The word "flag" marks the lines to keep; find each one in the data and copy it.

━━━

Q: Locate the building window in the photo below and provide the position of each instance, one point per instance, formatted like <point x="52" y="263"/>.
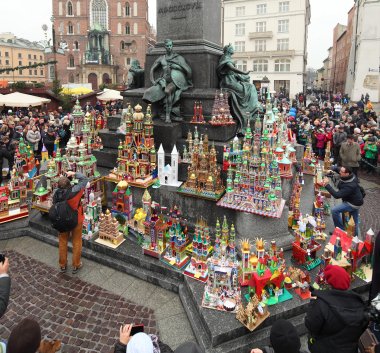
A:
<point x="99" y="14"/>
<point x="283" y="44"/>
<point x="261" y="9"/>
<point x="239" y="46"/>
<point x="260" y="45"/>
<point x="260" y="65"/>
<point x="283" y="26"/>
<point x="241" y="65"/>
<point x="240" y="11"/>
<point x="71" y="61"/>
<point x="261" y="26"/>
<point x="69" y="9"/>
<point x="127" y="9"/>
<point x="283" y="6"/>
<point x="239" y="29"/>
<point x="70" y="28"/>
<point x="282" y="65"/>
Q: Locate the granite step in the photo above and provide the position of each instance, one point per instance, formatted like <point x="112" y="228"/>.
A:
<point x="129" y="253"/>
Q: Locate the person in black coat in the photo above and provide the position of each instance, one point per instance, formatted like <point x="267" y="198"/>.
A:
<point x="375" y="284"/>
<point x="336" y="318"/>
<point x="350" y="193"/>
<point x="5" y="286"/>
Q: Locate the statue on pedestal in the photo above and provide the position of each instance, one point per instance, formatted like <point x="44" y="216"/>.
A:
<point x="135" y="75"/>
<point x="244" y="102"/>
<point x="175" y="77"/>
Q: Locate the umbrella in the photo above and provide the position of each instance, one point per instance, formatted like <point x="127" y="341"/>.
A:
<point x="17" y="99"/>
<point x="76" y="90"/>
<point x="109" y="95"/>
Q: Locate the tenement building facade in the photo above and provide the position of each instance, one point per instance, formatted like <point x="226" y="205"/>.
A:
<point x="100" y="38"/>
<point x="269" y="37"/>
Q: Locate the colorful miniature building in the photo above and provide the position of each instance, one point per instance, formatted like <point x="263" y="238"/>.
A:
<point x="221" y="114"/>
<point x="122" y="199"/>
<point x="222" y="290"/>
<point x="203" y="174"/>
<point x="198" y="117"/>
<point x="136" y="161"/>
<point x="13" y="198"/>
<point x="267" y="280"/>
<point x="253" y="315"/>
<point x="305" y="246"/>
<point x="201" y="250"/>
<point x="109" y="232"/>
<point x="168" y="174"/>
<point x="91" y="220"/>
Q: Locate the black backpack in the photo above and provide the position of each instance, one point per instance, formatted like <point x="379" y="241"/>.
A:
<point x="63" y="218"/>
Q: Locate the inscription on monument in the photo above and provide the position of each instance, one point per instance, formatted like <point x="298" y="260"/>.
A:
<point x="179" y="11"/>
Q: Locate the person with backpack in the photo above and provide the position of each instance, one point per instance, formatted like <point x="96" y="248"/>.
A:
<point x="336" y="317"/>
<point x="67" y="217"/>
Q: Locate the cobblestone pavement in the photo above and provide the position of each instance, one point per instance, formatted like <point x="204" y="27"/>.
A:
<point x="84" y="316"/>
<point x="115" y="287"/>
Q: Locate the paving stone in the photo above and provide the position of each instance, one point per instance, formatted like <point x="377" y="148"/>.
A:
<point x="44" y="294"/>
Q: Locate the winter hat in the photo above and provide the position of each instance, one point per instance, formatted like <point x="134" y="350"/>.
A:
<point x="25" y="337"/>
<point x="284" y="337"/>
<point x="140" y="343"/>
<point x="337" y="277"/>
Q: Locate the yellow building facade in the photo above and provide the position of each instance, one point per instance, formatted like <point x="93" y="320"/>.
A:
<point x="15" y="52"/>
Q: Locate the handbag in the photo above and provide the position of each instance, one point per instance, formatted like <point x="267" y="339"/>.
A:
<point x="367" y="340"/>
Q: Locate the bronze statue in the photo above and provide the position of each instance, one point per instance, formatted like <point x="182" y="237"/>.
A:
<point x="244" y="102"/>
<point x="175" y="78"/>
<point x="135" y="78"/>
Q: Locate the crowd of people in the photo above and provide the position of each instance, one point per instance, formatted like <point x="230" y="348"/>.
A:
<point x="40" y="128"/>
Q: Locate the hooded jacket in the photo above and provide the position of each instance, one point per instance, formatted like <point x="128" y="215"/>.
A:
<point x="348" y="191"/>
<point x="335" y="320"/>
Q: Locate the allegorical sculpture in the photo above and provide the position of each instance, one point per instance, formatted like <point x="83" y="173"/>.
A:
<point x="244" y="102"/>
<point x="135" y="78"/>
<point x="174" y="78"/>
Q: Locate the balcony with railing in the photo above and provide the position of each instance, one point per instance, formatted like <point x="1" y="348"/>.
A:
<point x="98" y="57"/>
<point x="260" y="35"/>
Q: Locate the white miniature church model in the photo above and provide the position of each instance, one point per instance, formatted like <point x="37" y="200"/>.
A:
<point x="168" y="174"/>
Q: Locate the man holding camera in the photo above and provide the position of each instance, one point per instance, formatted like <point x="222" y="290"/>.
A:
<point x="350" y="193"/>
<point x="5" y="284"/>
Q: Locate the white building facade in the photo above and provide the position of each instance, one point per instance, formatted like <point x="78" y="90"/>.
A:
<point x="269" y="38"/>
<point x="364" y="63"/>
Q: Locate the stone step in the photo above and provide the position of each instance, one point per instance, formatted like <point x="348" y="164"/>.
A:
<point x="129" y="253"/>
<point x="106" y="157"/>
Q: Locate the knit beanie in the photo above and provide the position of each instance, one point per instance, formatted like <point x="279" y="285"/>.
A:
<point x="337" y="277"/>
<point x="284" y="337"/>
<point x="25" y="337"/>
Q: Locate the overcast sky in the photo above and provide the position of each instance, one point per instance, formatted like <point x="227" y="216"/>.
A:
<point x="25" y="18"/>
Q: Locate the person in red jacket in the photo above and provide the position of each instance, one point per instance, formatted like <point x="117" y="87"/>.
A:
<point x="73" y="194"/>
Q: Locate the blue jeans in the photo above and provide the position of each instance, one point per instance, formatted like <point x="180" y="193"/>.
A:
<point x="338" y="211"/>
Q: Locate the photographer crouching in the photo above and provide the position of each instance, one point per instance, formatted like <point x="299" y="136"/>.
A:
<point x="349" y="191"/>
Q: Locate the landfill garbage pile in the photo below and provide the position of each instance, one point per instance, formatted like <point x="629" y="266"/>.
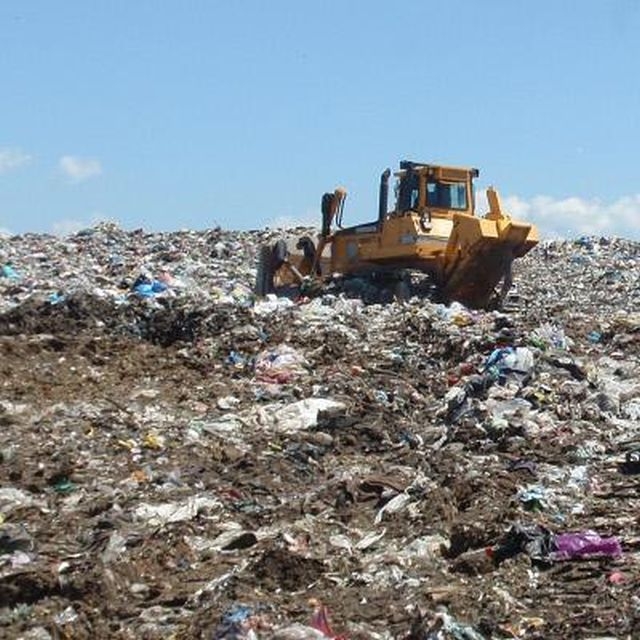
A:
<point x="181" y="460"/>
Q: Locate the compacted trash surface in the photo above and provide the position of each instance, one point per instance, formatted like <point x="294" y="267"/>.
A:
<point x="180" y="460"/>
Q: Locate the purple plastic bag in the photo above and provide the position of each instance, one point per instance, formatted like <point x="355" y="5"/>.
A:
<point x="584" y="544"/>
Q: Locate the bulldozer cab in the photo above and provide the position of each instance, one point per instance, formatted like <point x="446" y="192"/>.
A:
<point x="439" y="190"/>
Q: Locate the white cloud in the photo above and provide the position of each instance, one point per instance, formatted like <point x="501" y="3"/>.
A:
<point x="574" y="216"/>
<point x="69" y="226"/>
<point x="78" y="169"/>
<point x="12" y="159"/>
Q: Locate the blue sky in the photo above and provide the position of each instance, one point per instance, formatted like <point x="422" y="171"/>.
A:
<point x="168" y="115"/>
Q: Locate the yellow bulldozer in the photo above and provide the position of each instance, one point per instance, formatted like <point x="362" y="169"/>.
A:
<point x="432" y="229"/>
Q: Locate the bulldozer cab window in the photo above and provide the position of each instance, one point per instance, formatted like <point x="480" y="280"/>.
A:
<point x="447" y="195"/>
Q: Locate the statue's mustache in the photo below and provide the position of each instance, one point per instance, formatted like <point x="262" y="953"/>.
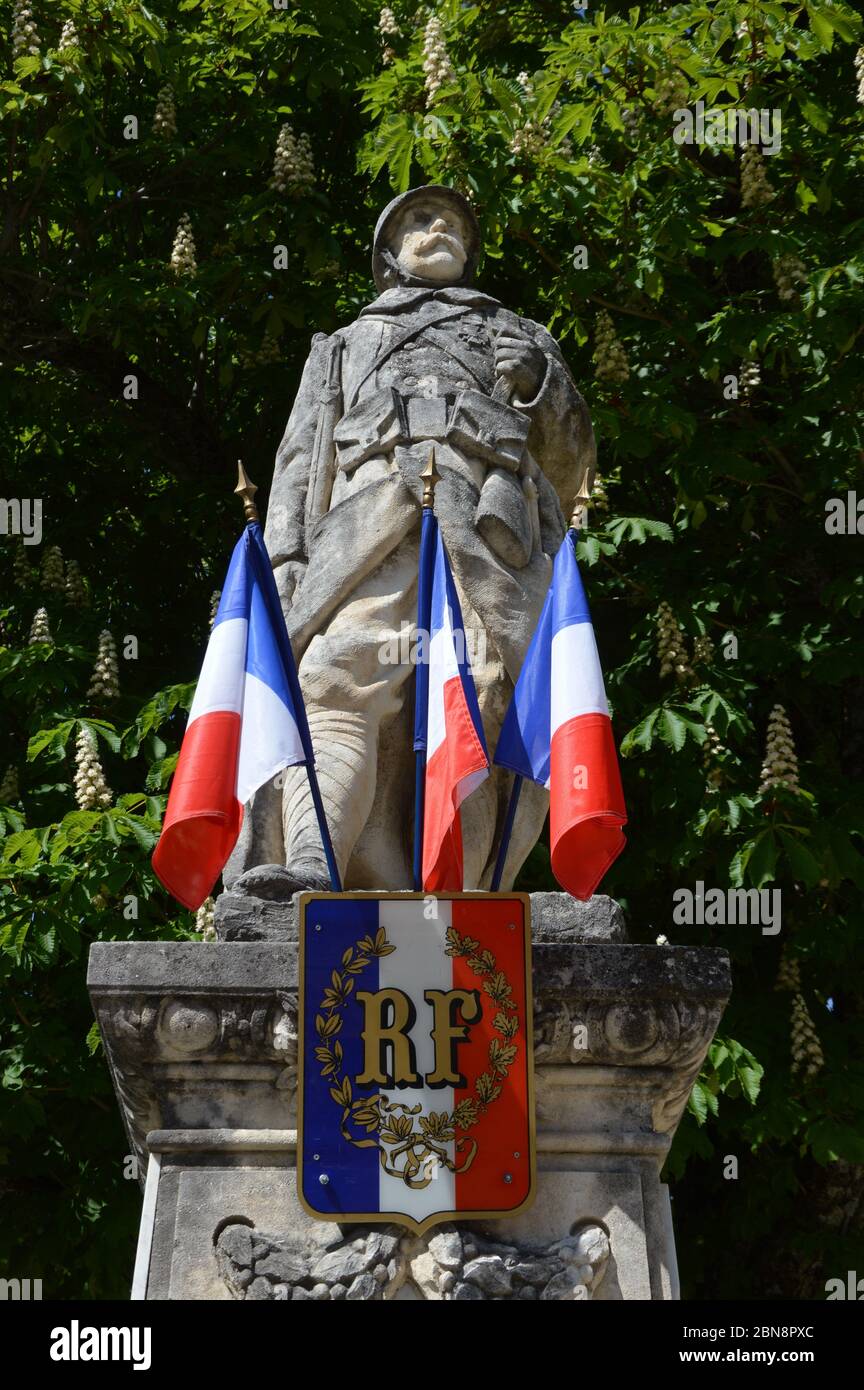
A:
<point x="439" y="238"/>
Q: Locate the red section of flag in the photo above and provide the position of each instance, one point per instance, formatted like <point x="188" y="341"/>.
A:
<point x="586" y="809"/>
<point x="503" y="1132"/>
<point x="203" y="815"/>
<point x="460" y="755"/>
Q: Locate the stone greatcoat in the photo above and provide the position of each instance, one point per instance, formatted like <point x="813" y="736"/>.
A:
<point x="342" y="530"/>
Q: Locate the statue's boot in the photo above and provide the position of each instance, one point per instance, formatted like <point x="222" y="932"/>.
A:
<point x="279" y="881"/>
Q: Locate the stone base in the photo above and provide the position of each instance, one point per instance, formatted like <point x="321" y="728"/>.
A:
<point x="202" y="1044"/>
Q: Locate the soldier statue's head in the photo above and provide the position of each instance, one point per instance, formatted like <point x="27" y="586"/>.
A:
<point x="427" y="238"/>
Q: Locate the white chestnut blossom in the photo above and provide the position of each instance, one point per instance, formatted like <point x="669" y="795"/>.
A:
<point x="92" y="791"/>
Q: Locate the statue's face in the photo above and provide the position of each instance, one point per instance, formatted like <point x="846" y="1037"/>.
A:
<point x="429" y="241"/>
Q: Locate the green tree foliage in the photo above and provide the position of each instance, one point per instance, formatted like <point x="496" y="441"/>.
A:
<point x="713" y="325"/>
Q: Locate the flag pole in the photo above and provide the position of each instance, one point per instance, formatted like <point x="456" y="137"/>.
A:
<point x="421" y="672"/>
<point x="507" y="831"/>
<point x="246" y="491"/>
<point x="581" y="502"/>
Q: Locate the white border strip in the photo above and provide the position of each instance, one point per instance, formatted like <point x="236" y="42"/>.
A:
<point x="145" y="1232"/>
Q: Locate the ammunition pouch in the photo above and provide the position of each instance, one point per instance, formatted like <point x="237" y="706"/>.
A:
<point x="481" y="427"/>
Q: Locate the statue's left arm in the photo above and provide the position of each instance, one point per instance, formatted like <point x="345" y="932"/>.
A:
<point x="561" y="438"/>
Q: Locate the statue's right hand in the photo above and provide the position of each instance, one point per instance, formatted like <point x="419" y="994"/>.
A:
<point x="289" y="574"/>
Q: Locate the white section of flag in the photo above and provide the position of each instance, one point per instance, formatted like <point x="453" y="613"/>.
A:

━━━

== WRITTEN ANSWER ==
Q: Locate the red section of flag in the photo above and provide the position of each instance, one point per instance, formatted like <point x="188" y="341"/>.
Q: Locate the flag pole in the photo above and provide the position of each instance, one point per instance, formatted like <point x="456" y="137"/>.
Q: Locate the white section of flag in the photo above and provide the position of each instance, one point per instance, formatted like <point x="453" y="613"/>.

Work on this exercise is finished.